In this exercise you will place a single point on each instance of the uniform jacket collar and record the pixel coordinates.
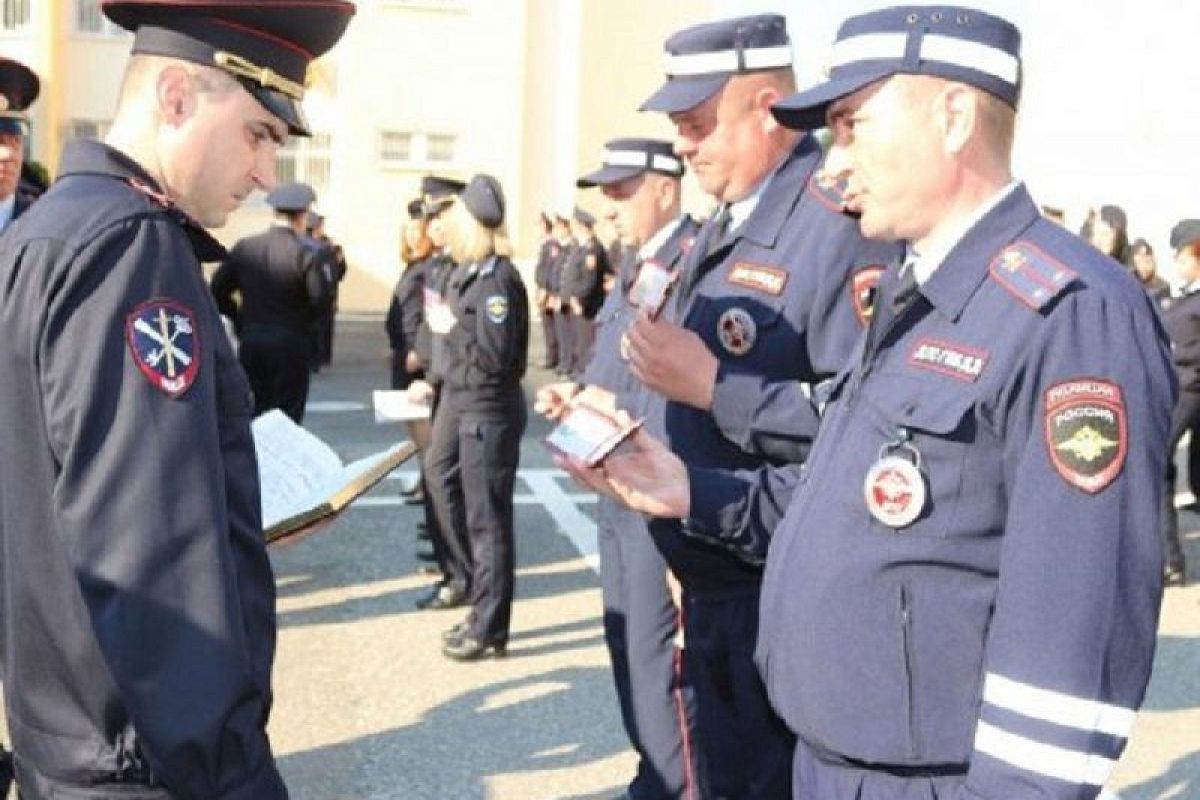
* * *
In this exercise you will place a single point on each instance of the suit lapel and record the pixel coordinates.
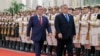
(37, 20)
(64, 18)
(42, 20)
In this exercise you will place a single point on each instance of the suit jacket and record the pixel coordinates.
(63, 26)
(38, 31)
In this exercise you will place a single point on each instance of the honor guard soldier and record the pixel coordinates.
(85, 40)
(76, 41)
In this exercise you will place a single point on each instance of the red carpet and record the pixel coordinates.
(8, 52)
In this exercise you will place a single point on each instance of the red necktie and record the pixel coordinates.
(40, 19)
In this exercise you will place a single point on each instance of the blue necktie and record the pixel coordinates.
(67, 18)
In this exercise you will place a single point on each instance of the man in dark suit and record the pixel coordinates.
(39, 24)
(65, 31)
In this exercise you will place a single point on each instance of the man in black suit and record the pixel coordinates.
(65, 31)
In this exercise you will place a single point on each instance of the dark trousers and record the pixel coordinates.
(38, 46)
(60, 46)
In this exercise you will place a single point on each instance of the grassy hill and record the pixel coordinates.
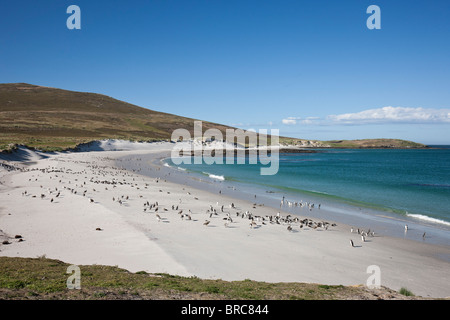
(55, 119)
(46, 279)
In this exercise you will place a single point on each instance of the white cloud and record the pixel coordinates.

§ **Required work**
All that should appear in the answer is the lines above from the line with "carpet and record the pixel coordinates." through the line with "cloud and record the pixel coordinates.", retyped exactly, pictures left out.

§ **Solution**
In this exercise you will place a single point on each instance of the red carpet and record the pixel coordinates.
(8, 52)
In this exercise you will place a single point on each instance of the red necktie and record the pixel coordinates.
(40, 19)
In this exercise you will place a single point on each instance of the blue necktie and record the pixel coordinates.
(67, 18)
In this exercise you will place a single point on each instance of the man in dark suit and record the pixel coordinates.
(39, 24)
(65, 31)
In this exercise you will place a single point on each instance of the man in black suit and record the pixel coordinates.
(65, 31)
In this exercise you will place a single point on each instance of the dark trousers and record the pixel coordinates.
(38, 46)
(60, 46)
In this exercise you will place a single point on each instance of the grassy hill and record the pixel coordinates.
(55, 119)
(46, 279)
In this exercise you will place a single point on each instance of the white cloud and record the pixel coordinates.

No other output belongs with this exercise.